* Document extract *
****************************************


    A great reminder and such an important issue in our pretend busy culture. If we want to succeed and be healthy we need to embrace effectiveness over efficiency, especially when dealing with people.

    “You manage things and lead people” ~ Stephen R Covey

    Thanks again Joel! :-)

    Reply

    Anne June 21, 2011 at 10:31 am

    Hi Joe,
    your article inspired me! I keep thinking I am ready to
    publish….then…another thought!
    Thank you.
    Anne :)
    ps…My website is suspended for
    a few days. Rrrr!

    Reply

    Christopher Finlan November 24, 2009 at 8:54 am

    Define “slow” – :)

    Reply

    admin November 24, 2009 at 12:45 pm

    @Herrin, you are welcome. It’s often seemed odd to me that authors, having slaved sometimes for years over their book, get so impatient to get in print. Having a schedule really helps.

    @Chris, “slow” meaning taking the time necessary to get it right. Or, “not fast”? You can do this quickly (as you well know!) but my point is to give it the time it needs. And watch out for those 3-minute parking spaces!

    Reply

    Linda Jay Geldens November 25, 2009 at 2:14 pm

    Excellent observations, Joel! I particularly agree with you about Taking the Time to Do It Right. When I copyedit a 300-page book, I know it will take me over 40 hours to edit it properly. As for the hilarious 3-minute parking sign, I know we can cook 3-minute eggs, and on Google, there is even something called 3-minute therapy, but a 3-minute parking space wouldn’t work for me — I’d come out to find a ticket from the Tiburon cops, for sure!

****************************************

* Extracted data *

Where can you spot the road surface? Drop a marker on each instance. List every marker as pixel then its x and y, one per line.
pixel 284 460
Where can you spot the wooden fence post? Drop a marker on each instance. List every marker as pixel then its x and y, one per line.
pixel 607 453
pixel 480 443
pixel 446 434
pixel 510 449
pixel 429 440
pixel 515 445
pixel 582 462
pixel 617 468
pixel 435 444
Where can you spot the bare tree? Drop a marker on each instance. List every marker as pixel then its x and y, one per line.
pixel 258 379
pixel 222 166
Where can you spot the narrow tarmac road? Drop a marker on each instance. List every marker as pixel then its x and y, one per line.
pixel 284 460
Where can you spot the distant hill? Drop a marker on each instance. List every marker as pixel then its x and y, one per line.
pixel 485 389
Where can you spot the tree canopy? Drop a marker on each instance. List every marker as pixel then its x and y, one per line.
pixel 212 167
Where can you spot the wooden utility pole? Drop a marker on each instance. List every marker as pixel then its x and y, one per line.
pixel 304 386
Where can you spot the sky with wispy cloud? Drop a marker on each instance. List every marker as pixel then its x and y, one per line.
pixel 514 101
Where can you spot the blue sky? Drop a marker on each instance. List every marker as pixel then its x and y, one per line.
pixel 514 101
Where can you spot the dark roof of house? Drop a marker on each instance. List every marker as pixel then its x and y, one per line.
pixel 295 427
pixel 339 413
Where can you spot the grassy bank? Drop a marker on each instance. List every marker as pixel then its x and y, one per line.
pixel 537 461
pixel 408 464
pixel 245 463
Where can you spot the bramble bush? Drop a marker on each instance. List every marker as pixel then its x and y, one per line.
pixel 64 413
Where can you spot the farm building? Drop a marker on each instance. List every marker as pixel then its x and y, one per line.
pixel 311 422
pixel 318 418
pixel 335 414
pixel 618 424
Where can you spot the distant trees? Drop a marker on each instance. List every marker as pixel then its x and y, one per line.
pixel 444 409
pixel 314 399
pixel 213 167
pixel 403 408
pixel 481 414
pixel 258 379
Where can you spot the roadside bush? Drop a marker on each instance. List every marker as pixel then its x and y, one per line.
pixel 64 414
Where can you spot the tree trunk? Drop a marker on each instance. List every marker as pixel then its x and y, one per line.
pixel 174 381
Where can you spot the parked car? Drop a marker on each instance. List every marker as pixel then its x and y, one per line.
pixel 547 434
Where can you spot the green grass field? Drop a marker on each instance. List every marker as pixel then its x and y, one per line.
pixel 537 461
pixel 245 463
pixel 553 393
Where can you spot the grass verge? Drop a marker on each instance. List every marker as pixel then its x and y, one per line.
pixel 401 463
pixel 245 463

****************************************

* Using the information *
a: Rewrite the paragraph of the comment thread that begins "Excellent observations, Joel!" more briefly, keeping its main facts.
b: Duplicate everything in the comment thread from "A great reminder" down to "again Joel! :-)".

* Results *
a: Excellent observations, Joel, especially about Taking the Time to Do It Right. Properly copyediting a 300-page book takes me over 40 hours. There are 3-minute eggs and even something on Google called 3-minute therapy, but a 3-minute parking space wouldn't work for me. I'd surely come back to a ticket from the Tiburon cops.

b:
A great reminder and such an important issue in our pretend busy culture. If we want to succeed and be healthy we need to embrace effectiveness over efficiency, especially when dealing with people.

    “You manage things and lead people” ~ Stephen R Covey

    Thanks again Joel! :-)